[Items from a dataset]
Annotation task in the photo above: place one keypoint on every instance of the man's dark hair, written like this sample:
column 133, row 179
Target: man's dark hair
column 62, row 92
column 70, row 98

→ **CHALLENGE**
Convert the data above into a Markdown table with the columns No. and Entry, one numbered row per line. Leave out any blank lines.

→ **RESULT FOR THIS TASK**
| No. | Entry |
|---|---|
| 1 | Annotation task in the photo above: place one keypoint on every instance of the man's dark hair, written like this sample: |
| 2 | column 133, row 179 |
| 3 | Target: man's dark hair |
| 4 | column 62, row 92 |
| 5 | column 70, row 98 |